The task
Reproduce the items below, swapping "bare tree" for "leafless tree" and leaving every other character untouched.

Data to process

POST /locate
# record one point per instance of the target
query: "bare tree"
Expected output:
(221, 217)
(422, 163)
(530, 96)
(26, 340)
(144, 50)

Task solution
POST /locate
# record one point per instance of the target
query: "leafless tree"
Expected output:
(221, 217)
(422, 163)
(530, 96)
(26, 340)
(144, 50)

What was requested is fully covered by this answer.